MIT’s GenSQL bridges AI and SQL for easy database queries

BY Sophia Cantiller

Published 11 Jul 2024

Free Data Codes through Eyeglasses Stock Photo

Statistical analyses have been made simpler with the introduction of a generative artificial intelligence (AI) for databases, thanks to a new tool that MIT researchers have developed.  

GenSQL is built upon the existing structured query language (SQL) that lets users analyze complex statistics of tabular data with a few clicks.

Since its launch in the late 1970s, SQL has been used by many developers worldwide as a programming language for storing and manipulating information in a database. Using SQL to ask questions about data requires knowledge of established keywords, which are unfamiliar to non-experts.

With the integration of advanced AI modeling into this language, users may express their inquiries and receive answers without needing a wide technical background. This is what senior author Vikash Mansinghka hopes to achieve with his team, stating, “We think that, when we move from just querying data to asking questions of models and data, we are going to need an analogous language that teaches people the coherent questions you can ask a computer that has a probabilistic model of the data.”

Personalizing and Improving Database Queries

The MIT researchers also wanted GenSQL to be more specific by enabling users to query datasets and probabilistic models. Fueled by the lack of effective methods to combine probabilistic AI models with SQL and their goal to help databases understand human language, they developed their new technology to allow users to receive personalized insights about the data.

This way, when a developer is interested in determining whether or not they are underpaid, they can use GenSQL to gather ideas about how the salary data relates to them instead of receiving complicated numbers from database records.

Lead author Matthieu Huot said, “Looking at the data and trying to find some meaningful patterns by just using some simple statistical rules might miss important interactions. You really want to capture the correlations and the dependencies of the variables, which can be quite complicated in a model. With GenSQL, we want to enable a large set of users to query their data and their model without having to know all the details.”
--
▶ _About this exercise_:
Can you extract the part of the GenSQL article starting with "BY Sophia Cantiller" and going on through "unfamiliar to non-experts.", copied word for word?

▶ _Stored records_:
--
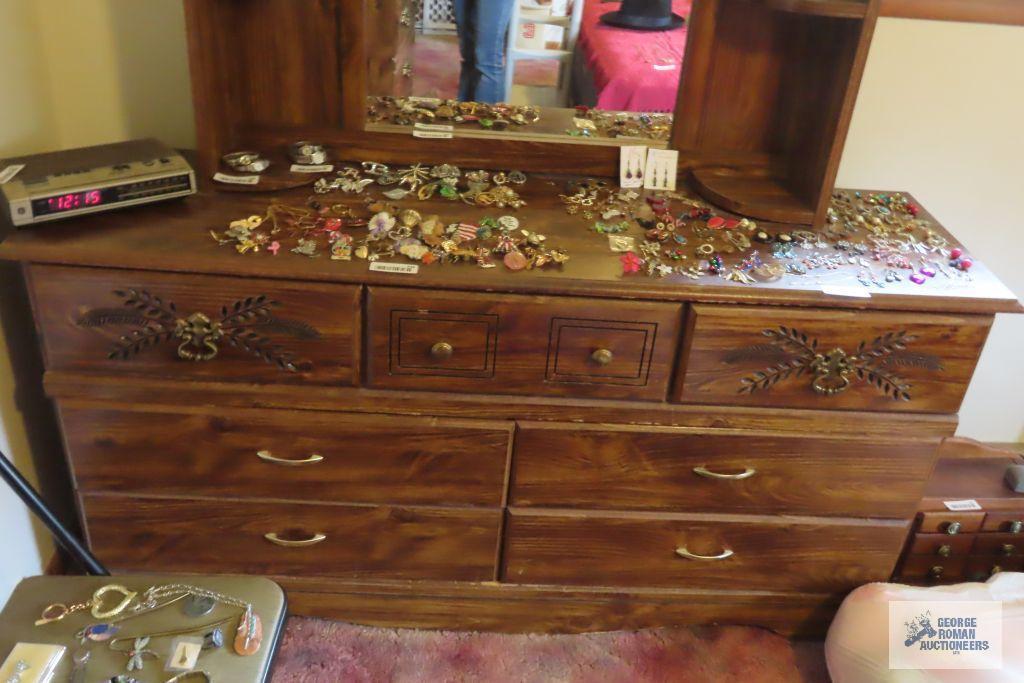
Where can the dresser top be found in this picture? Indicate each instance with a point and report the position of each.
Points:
(176, 237)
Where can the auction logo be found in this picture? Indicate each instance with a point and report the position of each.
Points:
(945, 635)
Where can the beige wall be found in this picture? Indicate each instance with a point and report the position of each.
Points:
(939, 115)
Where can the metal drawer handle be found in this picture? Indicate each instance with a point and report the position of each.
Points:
(705, 472)
(304, 543)
(441, 351)
(724, 555)
(268, 457)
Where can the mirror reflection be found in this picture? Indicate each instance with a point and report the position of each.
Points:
(589, 69)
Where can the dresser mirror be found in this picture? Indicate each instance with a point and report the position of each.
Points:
(586, 71)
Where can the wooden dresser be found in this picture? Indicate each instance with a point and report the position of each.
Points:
(951, 546)
(556, 451)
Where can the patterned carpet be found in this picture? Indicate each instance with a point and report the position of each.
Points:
(320, 651)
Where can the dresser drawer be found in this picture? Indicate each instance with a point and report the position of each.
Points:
(928, 569)
(652, 468)
(999, 545)
(625, 549)
(1009, 522)
(446, 341)
(196, 327)
(204, 536)
(950, 523)
(941, 545)
(981, 567)
(296, 455)
(829, 358)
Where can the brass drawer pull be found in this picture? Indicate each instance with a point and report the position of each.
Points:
(268, 457)
(441, 351)
(304, 543)
(724, 555)
(705, 472)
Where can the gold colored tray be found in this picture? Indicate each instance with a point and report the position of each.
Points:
(32, 595)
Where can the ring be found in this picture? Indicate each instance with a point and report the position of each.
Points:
(246, 161)
(307, 154)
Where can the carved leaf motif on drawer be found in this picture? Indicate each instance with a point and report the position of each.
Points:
(245, 324)
(794, 353)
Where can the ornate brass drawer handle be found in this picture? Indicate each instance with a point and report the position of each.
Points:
(268, 457)
(244, 325)
(302, 543)
(724, 555)
(441, 351)
(705, 472)
(795, 353)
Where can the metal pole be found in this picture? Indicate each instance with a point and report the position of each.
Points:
(31, 498)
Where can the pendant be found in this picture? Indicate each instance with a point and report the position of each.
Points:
(249, 635)
(97, 600)
(97, 633)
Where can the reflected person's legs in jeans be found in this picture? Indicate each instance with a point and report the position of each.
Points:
(465, 20)
(492, 27)
(482, 27)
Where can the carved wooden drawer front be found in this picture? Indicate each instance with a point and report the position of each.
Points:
(519, 344)
(828, 358)
(196, 327)
(699, 551)
(302, 456)
(205, 536)
(664, 468)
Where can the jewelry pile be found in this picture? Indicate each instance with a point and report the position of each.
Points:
(321, 227)
(183, 652)
(444, 180)
(598, 123)
(410, 111)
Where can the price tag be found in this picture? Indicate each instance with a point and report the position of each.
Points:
(401, 268)
(839, 290)
(236, 179)
(312, 168)
(962, 506)
(8, 173)
(433, 131)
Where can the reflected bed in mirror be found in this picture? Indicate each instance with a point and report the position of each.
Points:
(567, 70)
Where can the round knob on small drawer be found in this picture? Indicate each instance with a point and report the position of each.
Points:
(441, 351)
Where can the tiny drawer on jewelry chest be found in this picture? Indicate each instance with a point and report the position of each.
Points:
(829, 358)
(677, 469)
(204, 536)
(196, 327)
(699, 551)
(303, 456)
(520, 344)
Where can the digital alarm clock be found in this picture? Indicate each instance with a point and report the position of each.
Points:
(61, 184)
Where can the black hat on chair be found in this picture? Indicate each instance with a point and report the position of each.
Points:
(644, 15)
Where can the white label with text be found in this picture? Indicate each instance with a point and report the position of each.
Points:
(236, 179)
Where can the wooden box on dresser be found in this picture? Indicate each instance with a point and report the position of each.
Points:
(555, 451)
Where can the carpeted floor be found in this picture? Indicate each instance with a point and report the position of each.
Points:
(321, 651)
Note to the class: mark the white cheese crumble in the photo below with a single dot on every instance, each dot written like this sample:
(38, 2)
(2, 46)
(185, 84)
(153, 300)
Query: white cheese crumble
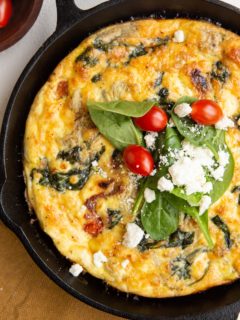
(224, 123)
(125, 263)
(76, 269)
(183, 110)
(99, 258)
(94, 163)
(179, 36)
(149, 195)
(207, 188)
(204, 204)
(165, 184)
(133, 235)
(218, 173)
(150, 139)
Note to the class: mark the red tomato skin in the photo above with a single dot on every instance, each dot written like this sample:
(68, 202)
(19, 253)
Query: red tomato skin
(5, 12)
(138, 160)
(206, 112)
(154, 120)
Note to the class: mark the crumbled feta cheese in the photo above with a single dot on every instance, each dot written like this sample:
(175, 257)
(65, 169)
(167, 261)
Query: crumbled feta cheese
(94, 163)
(224, 123)
(165, 184)
(133, 235)
(183, 110)
(218, 173)
(99, 258)
(149, 195)
(223, 158)
(150, 139)
(76, 269)
(179, 36)
(204, 204)
(125, 263)
(207, 187)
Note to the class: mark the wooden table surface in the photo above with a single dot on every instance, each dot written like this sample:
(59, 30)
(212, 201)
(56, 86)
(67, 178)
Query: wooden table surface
(26, 293)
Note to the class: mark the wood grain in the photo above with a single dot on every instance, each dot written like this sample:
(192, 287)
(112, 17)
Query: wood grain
(26, 293)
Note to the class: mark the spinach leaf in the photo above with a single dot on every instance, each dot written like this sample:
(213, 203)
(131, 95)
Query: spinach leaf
(117, 128)
(159, 218)
(72, 155)
(194, 133)
(224, 228)
(219, 187)
(183, 206)
(198, 135)
(193, 199)
(180, 239)
(180, 267)
(125, 108)
(87, 58)
(172, 140)
(114, 217)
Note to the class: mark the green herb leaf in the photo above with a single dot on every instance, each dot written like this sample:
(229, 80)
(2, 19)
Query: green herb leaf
(180, 239)
(160, 218)
(125, 108)
(117, 128)
(72, 155)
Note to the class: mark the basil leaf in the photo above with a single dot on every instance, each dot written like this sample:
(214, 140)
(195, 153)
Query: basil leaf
(172, 139)
(194, 133)
(159, 218)
(183, 206)
(118, 129)
(125, 108)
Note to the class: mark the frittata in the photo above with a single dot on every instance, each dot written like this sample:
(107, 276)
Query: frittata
(78, 185)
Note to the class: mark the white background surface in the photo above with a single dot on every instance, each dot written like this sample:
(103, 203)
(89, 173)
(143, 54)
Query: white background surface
(13, 60)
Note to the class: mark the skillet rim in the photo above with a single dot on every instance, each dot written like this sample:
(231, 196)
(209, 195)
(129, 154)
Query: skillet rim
(19, 230)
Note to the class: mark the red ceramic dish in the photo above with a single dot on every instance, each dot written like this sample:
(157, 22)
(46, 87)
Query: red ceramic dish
(24, 14)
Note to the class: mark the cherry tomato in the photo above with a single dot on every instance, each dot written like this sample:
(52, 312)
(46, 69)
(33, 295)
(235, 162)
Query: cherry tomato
(154, 120)
(206, 112)
(5, 12)
(138, 159)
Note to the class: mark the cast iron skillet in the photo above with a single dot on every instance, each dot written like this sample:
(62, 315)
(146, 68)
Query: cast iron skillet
(74, 25)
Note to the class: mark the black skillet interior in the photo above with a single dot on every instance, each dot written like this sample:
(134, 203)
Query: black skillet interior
(73, 26)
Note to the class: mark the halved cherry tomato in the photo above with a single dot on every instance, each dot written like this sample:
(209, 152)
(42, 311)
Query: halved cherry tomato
(154, 120)
(5, 12)
(206, 112)
(138, 159)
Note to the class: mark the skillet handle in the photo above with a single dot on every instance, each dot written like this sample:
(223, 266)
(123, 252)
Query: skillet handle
(67, 14)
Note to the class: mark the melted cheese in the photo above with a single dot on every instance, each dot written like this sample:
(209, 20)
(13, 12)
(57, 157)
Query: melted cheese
(109, 65)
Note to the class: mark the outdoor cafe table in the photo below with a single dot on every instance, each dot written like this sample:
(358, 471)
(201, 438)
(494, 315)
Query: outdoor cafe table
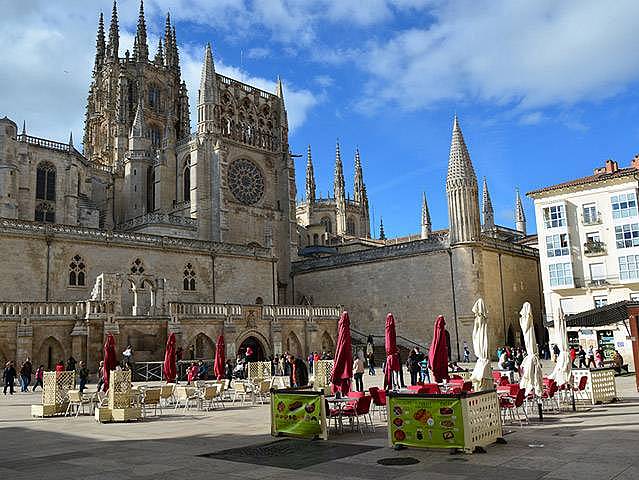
(339, 403)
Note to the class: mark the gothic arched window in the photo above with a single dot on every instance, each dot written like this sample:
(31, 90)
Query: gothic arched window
(45, 193)
(350, 226)
(327, 224)
(150, 189)
(186, 182)
(189, 277)
(77, 272)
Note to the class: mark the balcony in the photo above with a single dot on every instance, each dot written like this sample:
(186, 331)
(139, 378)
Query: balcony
(594, 248)
(591, 219)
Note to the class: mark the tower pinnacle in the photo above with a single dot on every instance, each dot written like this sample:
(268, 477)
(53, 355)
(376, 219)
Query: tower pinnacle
(520, 216)
(487, 208)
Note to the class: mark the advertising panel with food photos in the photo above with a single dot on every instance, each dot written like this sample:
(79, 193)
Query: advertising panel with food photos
(426, 421)
(298, 413)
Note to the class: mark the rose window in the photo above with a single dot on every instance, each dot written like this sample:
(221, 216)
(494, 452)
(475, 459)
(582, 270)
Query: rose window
(246, 181)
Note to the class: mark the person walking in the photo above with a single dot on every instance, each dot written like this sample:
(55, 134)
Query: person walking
(83, 374)
(371, 363)
(39, 378)
(8, 377)
(358, 373)
(25, 375)
(591, 357)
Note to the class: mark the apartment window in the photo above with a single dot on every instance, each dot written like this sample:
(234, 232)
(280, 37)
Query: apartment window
(600, 300)
(555, 216)
(627, 235)
(557, 245)
(629, 267)
(560, 274)
(597, 271)
(590, 215)
(624, 205)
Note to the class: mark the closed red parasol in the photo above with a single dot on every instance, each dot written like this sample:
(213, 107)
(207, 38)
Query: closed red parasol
(110, 362)
(170, 365)
(220, 355)
(392, 359)
(343, 363)
(438, 354)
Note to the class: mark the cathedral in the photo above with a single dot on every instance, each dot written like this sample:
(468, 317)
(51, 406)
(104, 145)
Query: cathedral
(152, 229)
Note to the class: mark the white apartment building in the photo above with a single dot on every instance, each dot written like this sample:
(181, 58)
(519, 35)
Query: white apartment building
(588, 232)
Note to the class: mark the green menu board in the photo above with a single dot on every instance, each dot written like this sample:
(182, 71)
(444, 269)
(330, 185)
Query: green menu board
(425, 421)
(298, 414)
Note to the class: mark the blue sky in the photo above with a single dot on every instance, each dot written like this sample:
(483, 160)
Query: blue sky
(545, 91)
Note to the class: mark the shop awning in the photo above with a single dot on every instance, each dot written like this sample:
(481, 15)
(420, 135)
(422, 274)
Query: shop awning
(601, 316)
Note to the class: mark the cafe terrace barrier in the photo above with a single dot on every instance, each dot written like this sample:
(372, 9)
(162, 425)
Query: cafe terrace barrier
(56, 386)
(120, 407)
(463, 421)
(601, 386)
(259, 370)
(298, 413)
(322, 374)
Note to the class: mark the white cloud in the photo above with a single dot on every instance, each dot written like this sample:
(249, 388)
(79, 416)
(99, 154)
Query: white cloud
(527, 54)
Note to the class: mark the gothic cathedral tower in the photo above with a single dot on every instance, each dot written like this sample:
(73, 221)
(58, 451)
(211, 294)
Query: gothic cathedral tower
(462, 192)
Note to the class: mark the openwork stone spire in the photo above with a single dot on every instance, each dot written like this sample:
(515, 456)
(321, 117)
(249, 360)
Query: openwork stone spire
(310, 178)
(520, 216)
(462, 192)
(140, 36)
(114, 34)
(100, 45)
(487, 208)
(426, 223)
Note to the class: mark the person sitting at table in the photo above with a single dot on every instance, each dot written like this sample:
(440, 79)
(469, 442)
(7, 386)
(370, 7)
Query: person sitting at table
(299, 372)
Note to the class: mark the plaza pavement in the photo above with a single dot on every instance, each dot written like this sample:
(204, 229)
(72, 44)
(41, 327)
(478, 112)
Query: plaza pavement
(597, 442)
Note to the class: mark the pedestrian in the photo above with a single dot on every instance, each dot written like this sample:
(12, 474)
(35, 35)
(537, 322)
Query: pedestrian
(8, 377)
(100, 375)
(127, 357)
(39, 378)
(582, 357)
(591, 357)
(25, 375)
(83, 374)
(466, 353)
(371, 363)
(358, 373)
(71, 364)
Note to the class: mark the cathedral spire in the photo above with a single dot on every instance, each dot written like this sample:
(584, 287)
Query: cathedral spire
(207, 95)
(310, 178)
(114, 34)
(487, 208)
(100, 45)
(339, 188)
(426, 224)
(382, 234)
(520, 216)
(462, 191)
(359, 190)
(159, 56)
(140, 35)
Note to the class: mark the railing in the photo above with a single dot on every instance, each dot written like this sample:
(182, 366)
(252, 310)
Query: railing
(593, 248)
(42, 309)
(44, 143)
(159, 219)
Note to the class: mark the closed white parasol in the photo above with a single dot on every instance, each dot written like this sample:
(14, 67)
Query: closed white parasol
(532, 376)
(482, 373)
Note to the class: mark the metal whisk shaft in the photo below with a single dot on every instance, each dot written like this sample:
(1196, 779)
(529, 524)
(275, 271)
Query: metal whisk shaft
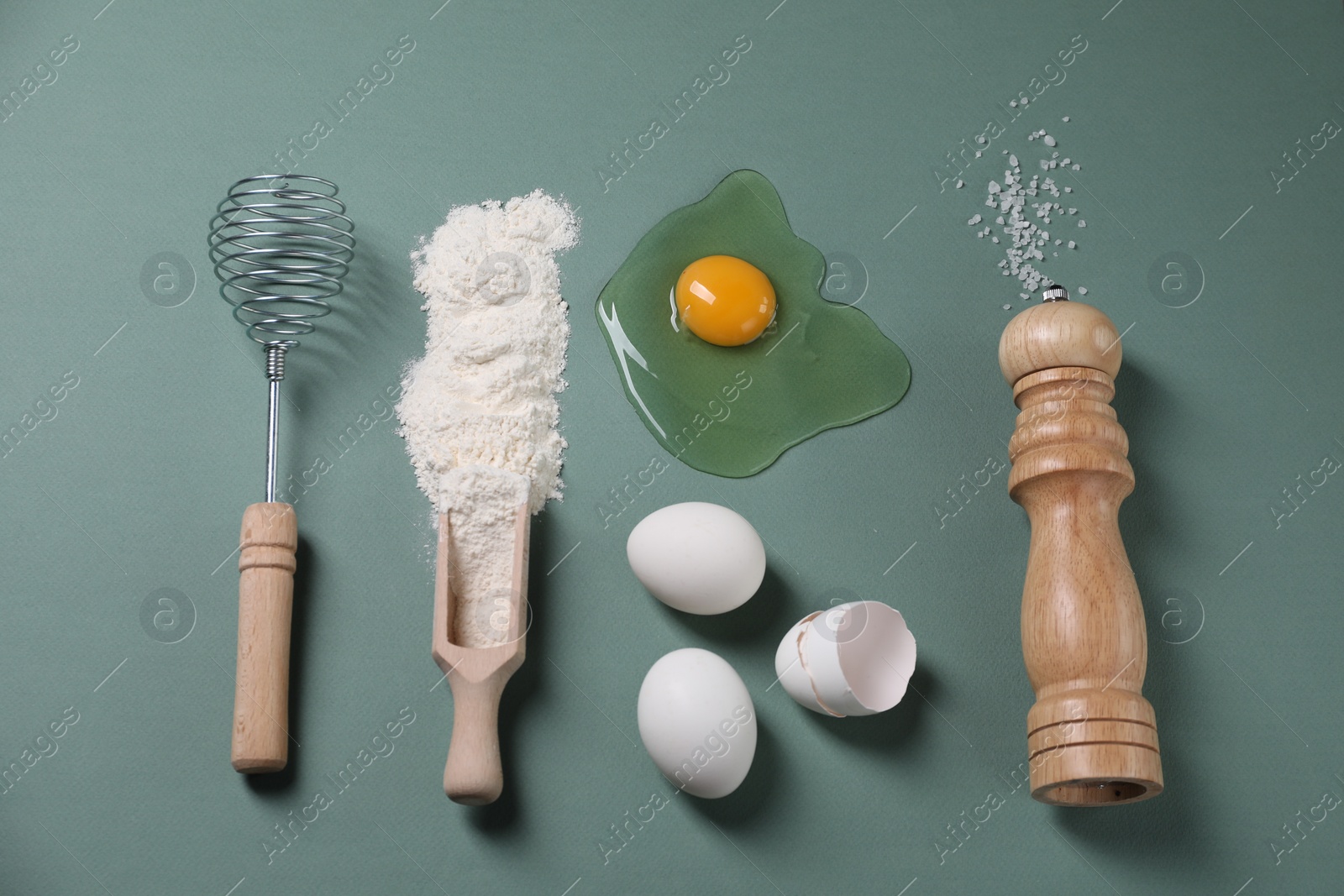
(281, 244)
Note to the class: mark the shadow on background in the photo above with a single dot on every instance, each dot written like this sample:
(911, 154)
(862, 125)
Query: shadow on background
(306, 573)
(759, 621)
(757, 794)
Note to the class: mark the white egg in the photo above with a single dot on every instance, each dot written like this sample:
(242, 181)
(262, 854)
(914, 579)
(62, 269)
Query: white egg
(698, 721)
(696, 558)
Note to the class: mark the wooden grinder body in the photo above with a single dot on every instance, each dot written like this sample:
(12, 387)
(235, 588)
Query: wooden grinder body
(1092, 736)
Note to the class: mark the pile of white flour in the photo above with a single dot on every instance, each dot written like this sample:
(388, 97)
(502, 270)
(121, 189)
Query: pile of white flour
(479, 410)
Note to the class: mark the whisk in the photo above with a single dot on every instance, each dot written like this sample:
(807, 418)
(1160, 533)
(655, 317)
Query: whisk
(281, 244)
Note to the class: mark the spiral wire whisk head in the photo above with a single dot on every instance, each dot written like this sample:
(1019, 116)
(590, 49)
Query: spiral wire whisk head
(281, 244)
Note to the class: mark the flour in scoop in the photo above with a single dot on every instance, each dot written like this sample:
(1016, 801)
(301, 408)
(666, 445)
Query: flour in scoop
(479, 410)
--
▶ _Task answer_:
BY Sophia Cantiller

Published 11 Jul 2024

Free Data Codes through Eyeglasses Stock Photo

Statistical analyses have been made simpler with the introduction of a generative artificial intelligence (AI) for databases, thanks to a new tool that MIT researchers have developed.  

GenSQL is built upon the existing structured query language (SQL) that lets users analyze complex statistics of tabular data with a few clicks.

Since its launch in the late 1970s, SQL has been used by many developers worldwide as a programming language for storing and manipulating information in a database. Using SQL to ask questions about data requires knowledge of established keywords, which are unfamiliar to non-experts.